**COMPITI DA SVOLGERE:**
a) Secondo il brano sulla Filosofia mistica della conoscenza, a quali temi dovrebbero essere dedicati gli altri due volumi principali?
b) Scriva il seguito del brano sulla Filosofia mistica della conoscenza, riprendendo subito dopo la sua ultima frase.

**ESTRATTO DEL DOCUMENTO:**
= = =
F.V.: Ti ringrazio per aver colto questo aspetto. La Filosofia mistica della conoscenza è per me sia un punto di arrivo che un punto di partenza, ma anche un punto di passaggio. Ti spiego perché. Con ogni probabilità, il mio approccio all’esistenza è sempre stato di tipo filosofico, mi sono sempre fatto domande sulla realtà, fin da quando ero bambino. Riconosco negli interrogativi di quando avevo tre o quattro anni, che ancora ricordo, la strada che poi ho seguito per tutta la vita, sebbene non ne avessi una grande consapevolezza. La mia traiettoria, però, è stata sempre più centrata sulla mia identità e il suo sviluppo, rendendomi conto che ciò che vivevo io era simile a ciò che vivevano gli altri e che quello che vivevano gli altri corrispondeva a quanto vivevo io. Con una sola differenza: molto spesso, gli altri non si rendevano conto del loro vissuto; io, invece, fin troppo. La Filosofia mistica della conoscenza è lo sviluppo del mio modo di vedere il mondo e l’esistenza, e sotto questo aspetto è un punto d’arrivo. Però è anche un punto intermedio, perché da quella pubblicazione del 2020 si diramano novità e ulteriori approfondimenti che confermano il passato e aprono al futuro. Infine, è punto di partenza perché si tratta di un primo volume di una filosofia mistica (così ribattezzata da me) che dovrebbe svilupparsi con altri due volumi principali, dedicati alla pedagogia e al rapporto tra magia e scienza. Permettimi di dire che importanti filosofi italiani hanno confermato le intuizioni contenute in questa filosofia.
= = =
**MATERIALE FORNITO:**
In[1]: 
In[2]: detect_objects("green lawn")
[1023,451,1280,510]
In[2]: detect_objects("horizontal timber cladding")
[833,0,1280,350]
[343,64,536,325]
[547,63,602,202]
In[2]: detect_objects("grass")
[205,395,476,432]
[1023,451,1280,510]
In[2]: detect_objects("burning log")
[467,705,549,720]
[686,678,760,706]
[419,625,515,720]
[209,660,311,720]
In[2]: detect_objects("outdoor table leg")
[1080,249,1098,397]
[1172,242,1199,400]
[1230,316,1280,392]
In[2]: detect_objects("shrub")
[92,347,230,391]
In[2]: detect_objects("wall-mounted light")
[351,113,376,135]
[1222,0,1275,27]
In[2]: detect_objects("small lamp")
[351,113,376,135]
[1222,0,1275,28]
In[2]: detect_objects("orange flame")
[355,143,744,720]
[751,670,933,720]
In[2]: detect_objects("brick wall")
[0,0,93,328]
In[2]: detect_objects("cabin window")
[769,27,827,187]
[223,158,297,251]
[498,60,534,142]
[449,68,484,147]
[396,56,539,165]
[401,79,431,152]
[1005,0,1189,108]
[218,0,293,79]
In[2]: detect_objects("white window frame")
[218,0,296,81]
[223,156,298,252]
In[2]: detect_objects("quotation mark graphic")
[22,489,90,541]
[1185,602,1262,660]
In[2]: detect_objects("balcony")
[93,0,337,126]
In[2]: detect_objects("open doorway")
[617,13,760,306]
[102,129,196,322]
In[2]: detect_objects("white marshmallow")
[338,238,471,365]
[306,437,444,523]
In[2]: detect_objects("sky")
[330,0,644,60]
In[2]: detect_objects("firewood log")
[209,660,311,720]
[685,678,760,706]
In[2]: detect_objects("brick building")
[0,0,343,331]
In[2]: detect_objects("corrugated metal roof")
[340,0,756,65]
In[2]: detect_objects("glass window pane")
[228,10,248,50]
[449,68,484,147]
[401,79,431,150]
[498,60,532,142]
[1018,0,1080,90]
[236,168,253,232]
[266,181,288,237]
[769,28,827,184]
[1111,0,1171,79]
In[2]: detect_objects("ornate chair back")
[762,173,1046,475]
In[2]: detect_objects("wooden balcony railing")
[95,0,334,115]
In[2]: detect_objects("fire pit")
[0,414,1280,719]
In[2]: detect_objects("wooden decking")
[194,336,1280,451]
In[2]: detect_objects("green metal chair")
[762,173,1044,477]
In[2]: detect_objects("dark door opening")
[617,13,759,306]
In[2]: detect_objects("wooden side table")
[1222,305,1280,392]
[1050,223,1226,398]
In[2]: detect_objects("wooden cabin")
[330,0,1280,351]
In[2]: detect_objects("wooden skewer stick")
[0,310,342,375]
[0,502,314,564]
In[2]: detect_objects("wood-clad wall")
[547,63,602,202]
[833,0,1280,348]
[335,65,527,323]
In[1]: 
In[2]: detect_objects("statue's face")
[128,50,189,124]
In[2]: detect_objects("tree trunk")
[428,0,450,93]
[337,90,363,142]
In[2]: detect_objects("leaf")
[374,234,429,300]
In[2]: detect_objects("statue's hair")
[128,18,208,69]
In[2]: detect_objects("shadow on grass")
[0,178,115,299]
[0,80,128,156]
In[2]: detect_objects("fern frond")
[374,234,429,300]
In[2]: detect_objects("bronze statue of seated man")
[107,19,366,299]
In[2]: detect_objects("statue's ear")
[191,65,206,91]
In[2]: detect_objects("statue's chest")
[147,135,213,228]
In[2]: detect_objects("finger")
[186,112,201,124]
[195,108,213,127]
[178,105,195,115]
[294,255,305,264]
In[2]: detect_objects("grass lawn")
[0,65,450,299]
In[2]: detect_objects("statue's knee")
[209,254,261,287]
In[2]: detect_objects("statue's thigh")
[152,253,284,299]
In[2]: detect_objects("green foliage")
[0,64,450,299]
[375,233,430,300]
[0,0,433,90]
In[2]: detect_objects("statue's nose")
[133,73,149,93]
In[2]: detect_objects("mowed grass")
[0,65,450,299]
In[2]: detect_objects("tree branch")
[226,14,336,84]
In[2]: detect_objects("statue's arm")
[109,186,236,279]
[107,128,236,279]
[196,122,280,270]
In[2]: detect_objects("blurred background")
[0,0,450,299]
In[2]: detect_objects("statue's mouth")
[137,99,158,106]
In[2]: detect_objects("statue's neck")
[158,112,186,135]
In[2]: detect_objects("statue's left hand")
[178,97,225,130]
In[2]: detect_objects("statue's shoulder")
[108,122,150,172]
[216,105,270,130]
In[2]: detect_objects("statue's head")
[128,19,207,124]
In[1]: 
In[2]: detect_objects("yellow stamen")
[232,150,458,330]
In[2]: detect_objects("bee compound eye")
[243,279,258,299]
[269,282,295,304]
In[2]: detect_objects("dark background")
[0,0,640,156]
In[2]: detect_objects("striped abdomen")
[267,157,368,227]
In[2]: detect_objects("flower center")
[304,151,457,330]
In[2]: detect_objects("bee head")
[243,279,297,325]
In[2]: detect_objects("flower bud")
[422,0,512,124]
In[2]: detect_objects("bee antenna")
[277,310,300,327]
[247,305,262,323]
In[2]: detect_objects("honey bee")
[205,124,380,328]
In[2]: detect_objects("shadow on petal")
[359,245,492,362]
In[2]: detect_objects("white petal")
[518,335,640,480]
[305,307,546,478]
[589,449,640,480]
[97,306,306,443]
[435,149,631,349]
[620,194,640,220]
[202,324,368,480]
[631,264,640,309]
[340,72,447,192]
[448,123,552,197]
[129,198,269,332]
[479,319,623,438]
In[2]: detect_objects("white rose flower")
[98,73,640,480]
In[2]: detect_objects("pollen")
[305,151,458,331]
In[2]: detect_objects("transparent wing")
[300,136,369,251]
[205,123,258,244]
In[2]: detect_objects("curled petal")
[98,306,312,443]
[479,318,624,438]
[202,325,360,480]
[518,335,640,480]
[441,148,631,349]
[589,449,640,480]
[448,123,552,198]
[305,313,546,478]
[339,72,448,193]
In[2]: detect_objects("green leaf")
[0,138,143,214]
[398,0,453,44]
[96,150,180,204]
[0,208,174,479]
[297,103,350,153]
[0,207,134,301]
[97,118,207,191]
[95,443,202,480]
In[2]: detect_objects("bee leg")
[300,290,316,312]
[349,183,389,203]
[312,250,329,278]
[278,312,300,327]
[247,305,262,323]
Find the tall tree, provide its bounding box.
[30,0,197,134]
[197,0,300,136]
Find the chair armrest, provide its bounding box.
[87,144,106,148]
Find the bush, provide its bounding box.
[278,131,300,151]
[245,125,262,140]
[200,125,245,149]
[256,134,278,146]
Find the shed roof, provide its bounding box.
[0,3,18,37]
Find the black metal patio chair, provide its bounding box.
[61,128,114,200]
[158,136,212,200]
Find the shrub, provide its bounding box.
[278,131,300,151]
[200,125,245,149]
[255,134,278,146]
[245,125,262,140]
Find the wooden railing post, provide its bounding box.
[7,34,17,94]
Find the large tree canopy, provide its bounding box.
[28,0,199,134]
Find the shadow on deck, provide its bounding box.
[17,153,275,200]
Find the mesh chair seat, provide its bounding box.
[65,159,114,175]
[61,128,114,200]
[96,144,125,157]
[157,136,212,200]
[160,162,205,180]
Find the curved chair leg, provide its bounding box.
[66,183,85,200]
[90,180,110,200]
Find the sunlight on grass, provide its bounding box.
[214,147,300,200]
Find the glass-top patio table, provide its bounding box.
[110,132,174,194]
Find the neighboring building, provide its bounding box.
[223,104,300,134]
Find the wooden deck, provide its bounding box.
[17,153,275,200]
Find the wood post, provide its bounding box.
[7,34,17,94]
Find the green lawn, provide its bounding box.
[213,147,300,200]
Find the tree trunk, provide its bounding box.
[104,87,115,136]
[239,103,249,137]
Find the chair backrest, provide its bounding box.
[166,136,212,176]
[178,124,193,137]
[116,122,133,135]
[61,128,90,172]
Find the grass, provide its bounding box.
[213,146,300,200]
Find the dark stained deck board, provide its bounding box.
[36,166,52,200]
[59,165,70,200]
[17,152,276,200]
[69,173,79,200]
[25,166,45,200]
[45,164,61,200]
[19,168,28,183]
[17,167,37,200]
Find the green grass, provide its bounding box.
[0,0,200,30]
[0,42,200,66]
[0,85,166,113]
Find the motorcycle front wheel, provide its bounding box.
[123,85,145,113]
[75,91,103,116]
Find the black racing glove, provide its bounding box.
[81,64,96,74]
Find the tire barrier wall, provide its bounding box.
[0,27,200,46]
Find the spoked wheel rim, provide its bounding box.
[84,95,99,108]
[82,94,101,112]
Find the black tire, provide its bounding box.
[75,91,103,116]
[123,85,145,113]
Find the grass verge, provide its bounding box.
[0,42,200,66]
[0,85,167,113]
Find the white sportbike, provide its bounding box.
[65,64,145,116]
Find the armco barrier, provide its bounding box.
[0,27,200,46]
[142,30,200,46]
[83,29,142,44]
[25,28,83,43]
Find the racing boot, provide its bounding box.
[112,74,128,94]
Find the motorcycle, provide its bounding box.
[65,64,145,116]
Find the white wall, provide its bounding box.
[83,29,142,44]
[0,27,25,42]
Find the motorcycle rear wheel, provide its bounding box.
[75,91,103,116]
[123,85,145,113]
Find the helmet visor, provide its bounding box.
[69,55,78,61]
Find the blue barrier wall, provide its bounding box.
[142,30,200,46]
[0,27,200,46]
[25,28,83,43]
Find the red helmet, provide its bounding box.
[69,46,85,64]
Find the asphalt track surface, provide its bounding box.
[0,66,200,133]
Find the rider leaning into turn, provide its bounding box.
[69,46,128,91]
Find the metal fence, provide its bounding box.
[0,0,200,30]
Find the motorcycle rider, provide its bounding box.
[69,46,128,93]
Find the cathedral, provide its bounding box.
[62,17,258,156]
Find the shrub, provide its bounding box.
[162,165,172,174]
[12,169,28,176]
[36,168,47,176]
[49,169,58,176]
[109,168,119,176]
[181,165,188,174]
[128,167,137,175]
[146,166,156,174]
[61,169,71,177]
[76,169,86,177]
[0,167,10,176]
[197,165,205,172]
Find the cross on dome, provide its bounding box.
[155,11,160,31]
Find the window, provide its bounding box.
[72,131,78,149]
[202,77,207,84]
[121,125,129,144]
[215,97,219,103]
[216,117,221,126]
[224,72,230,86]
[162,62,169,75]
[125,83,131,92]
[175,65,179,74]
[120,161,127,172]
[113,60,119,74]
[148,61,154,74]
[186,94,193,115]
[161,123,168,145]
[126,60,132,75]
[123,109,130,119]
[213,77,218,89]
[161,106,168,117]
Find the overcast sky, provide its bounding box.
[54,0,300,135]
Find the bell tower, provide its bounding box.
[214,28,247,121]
= = =
**SOLUZIONI PROPOSTE:**
a) Alla pedagogia e al rapporto tra magia e scienza.

b)
T.O.M.: Torniamo alla narrativa, e dando per scontato Stephen King (a cui hai dedicato una corposa sezione del tuo sito), quali sono stati i caposaldi della tua formazione di lettore? 

F.V.: Ce ne sono stati molti, ma quelli cui faccio di solito riferimento sono Michael Crichton, Ian McEwan, Paul Auster e Truman Capote. È ovvio, però, che non posso non citare Foscolo, Pascoli, Eco. Insomma, sono molti gli autori che mi hanno insegnato a scrivere e a maturare le mie tematiche (e che continuano a farlo, perché non si smette mai di imparare, per esempio oggi Aldo Busi), ciascuno per un motivo diverso. 

T.O.M.: Noto che offri anche servizi di editing e consulenza a vari livelli per chi ha fatto (o vuole fare) della scrittura la propria attività. Come vedi lo scenario italiano, in particolare per quanto riguarda il fantastico? Non ho potuto non fare caso, detto tra noi, che sei tornato all’autopubblicazione dopo anni in cui ti eri affidato a professionisti.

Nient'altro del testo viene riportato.